§ GIVEN EXERCISE
Convert the items, from the line containing "For the benchmark, drop one pin per instance of the foliage" through the end of the items, into a Markdown table with two columns, Index for the row number and Text for the line. Omit blank lines.

==== SUPPLIED DATA ====

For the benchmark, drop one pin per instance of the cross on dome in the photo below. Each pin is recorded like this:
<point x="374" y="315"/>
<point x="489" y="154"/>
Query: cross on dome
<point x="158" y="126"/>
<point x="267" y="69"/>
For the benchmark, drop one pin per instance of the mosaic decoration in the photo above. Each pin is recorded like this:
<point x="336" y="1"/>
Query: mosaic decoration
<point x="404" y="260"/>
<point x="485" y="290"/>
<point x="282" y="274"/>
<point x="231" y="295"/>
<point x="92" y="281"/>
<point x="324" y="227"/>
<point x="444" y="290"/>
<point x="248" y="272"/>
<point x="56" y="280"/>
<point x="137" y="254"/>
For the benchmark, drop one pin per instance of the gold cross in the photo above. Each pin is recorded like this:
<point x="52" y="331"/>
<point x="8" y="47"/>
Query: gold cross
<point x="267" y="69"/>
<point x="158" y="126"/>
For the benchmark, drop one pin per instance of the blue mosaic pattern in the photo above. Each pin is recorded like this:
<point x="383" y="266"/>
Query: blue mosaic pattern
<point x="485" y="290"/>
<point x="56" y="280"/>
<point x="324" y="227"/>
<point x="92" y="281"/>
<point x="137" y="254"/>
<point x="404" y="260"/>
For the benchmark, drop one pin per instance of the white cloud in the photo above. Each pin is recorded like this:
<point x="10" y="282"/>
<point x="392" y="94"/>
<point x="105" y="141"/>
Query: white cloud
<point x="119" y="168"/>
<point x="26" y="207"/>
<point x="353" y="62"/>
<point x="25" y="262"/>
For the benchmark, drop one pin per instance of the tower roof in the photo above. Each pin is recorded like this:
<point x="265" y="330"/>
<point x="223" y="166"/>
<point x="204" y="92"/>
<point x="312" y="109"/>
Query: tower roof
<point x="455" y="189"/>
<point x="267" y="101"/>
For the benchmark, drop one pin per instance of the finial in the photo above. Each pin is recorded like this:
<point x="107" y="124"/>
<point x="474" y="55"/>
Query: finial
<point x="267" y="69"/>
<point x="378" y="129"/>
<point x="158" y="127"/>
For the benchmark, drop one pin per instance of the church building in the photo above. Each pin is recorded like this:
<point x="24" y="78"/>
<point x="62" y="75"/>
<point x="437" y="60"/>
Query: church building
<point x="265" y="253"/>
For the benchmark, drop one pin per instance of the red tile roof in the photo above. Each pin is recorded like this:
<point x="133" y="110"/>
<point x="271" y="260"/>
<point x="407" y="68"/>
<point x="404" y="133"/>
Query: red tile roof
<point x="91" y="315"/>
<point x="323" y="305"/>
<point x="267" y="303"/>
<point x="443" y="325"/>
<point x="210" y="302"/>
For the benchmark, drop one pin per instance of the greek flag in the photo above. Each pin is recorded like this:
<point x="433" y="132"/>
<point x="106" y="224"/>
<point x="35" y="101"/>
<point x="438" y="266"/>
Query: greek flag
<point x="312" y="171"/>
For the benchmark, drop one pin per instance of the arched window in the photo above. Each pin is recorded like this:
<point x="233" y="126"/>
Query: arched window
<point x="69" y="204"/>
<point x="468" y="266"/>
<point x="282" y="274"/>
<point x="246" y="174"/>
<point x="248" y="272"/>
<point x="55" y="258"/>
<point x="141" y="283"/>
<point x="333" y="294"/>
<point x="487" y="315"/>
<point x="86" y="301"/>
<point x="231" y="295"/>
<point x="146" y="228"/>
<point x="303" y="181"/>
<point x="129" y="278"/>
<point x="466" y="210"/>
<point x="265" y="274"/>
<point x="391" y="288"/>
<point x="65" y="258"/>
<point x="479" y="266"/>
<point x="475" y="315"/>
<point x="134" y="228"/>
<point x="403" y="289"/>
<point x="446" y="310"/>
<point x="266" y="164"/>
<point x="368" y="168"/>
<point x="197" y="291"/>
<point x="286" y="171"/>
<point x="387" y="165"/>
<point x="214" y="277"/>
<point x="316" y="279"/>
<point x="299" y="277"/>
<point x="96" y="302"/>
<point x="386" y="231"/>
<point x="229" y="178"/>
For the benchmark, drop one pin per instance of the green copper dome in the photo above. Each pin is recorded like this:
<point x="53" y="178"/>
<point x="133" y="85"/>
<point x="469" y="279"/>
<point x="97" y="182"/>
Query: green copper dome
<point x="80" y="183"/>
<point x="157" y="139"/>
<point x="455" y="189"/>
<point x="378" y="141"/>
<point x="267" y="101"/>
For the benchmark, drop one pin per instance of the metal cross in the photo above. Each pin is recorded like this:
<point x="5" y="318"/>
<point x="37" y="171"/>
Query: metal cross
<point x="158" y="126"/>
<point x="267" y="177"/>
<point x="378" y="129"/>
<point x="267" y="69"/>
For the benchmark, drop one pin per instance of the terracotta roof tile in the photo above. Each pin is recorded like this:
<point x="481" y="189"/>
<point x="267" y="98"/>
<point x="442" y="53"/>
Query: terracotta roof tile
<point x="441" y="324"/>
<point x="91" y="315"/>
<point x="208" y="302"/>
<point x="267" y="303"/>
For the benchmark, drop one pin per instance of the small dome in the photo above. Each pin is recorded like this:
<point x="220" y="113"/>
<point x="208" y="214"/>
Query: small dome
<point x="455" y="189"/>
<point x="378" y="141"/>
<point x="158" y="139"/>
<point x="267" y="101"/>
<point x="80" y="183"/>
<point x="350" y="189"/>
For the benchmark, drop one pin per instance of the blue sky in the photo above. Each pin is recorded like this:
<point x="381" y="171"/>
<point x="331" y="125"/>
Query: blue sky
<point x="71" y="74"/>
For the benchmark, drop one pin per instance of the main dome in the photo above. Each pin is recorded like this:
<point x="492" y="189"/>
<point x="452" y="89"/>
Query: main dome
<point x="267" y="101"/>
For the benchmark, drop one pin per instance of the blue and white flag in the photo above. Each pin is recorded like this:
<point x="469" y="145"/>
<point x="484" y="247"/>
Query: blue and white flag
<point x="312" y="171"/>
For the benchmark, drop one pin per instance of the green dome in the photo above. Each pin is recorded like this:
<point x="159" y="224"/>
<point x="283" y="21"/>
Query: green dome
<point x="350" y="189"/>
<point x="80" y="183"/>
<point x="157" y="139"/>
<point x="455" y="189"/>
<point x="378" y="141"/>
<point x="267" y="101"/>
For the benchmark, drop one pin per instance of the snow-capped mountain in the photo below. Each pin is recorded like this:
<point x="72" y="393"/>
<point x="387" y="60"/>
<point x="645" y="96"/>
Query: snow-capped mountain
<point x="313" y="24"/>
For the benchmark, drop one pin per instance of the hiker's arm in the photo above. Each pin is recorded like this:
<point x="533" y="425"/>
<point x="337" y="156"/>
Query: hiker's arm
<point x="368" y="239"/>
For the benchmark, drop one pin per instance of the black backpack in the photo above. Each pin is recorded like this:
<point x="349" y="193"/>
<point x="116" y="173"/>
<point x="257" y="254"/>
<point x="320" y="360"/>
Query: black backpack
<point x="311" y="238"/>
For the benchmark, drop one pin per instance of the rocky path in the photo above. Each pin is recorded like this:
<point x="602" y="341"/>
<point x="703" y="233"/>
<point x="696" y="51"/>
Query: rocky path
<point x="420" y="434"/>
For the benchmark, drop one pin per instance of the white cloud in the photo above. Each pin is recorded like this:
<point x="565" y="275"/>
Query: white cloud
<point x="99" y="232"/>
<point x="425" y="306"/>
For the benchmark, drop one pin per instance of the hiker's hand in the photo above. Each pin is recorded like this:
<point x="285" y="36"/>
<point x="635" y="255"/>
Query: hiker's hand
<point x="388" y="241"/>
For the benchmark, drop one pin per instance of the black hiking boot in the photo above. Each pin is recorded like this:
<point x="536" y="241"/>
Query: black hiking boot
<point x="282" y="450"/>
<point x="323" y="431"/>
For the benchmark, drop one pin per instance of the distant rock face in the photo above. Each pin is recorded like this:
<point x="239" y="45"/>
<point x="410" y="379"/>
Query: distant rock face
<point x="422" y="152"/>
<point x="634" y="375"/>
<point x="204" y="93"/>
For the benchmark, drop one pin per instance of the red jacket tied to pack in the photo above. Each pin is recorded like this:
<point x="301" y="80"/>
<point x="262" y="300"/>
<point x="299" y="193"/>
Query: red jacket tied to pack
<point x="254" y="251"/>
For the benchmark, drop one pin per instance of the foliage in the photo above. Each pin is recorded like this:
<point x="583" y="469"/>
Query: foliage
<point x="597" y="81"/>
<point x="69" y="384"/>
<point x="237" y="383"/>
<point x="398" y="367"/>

====

§ RESPONSE
| Index | Text |
|---|---|
| 1 | For the benchmark, drop one pin per instance of the foliage in the photo above. Each pin is recorded like this: |
| 2 | <point x="583" y="469"/> |
| 3 | Query: foliage |
| 4 | <point x="597" y="81"/> |
| 5 | <point x="69" y="384"/> |
| 6 | <point x="237" y="383"/> |
| 7 | <point x="398" y="367"/> |